Rewrite the lines below as a JSON list of strings, one string per line with blank lines skipped, and omit the pictures.

+ + + + + + +

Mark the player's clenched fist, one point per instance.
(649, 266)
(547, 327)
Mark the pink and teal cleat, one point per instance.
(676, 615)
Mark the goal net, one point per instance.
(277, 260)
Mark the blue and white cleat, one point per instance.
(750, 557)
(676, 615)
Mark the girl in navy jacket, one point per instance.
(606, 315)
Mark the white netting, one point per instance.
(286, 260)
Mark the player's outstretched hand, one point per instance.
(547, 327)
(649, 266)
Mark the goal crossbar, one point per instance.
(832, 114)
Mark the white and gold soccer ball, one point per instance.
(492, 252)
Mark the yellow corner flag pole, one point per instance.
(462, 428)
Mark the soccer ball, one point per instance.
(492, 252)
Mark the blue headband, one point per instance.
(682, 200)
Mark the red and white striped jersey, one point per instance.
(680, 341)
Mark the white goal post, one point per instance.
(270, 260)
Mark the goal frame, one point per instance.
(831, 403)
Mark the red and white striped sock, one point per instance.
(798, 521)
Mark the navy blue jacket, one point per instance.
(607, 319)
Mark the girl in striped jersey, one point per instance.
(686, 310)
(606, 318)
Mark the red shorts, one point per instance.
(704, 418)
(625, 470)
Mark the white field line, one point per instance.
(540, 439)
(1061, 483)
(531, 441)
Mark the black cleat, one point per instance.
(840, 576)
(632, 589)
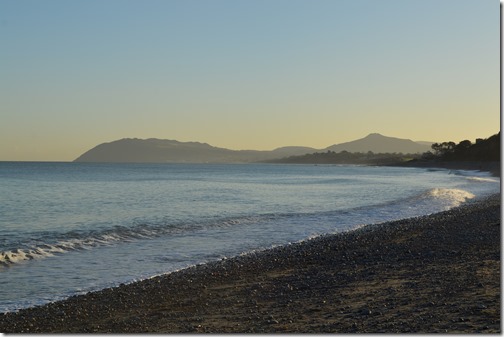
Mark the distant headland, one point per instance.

+ + + + + + +

FULL RESPONSE
[
  "Mark the player's clenched fist, one point per instance.",
  "(649, 266)",
  "(547, 327)",
  "Mark the pink and teal cleat, one point per instance.",
  "(676, 615)",
  "Mark the goal net, one point per instance.",
  "(277, 260)",
  "Mark the blue and white cleat, one point per instance.",
  "(750, 557)",
  "(676, 615)",
  "Mark the girl in navy jacket, one point per instance.",
  "(606, 315)",
  "Mark the white netting, one point per instance.",
  "(286, 260)",
  "Mark the player's outstretched hand, one point per instance.",
  "(547, 327)",
  "(649, 266)",
  "Mark the goal crossbar, one point per instance.",
  "(832, 114)",
  "Mark the white and gold soccer ball, one point per instance.",
  "(492, 252)",
  "Mark the yellow corner flag pole, one point per instance.",
  "(462, 428)",
  "Mark the soccer ball, one point per instance.",
  "(492, 252)",
  "Mark the blue headband, one point per instance.",
  "(682, 200)",
  "Mark the red and white striped jersey, one point per instance.",
  "(680, 341)",
  "Mark the white goal post, one point per instance.",
  "(270, 260)",
  "Mark the goal frame, one point per instance.",
  "(831, 403)",
  "Mark the red and white striped sock, one point per instance.",
  "(798, 521)",
  "Mark the navy blue jacket, one point per instance.",
  "(607, 319)",
  "Mark the girl in striped jersey, one point per instance.",
  "(686, 310)",
  "(606, 318)",
  "Mark the red shorts, one point per instance.",
  "(704, 418)",
  "(625, 470)",
  "Mark the white field line, one point per instance.",
  "(540, 439)",
  "(1061, 483)",
  "(531, 441)",
  "Mark the black cleat, one point per instance.",
  "(840, 576)",
  "(632, 589)",
  "Mark the distant headland, one point per instance."
]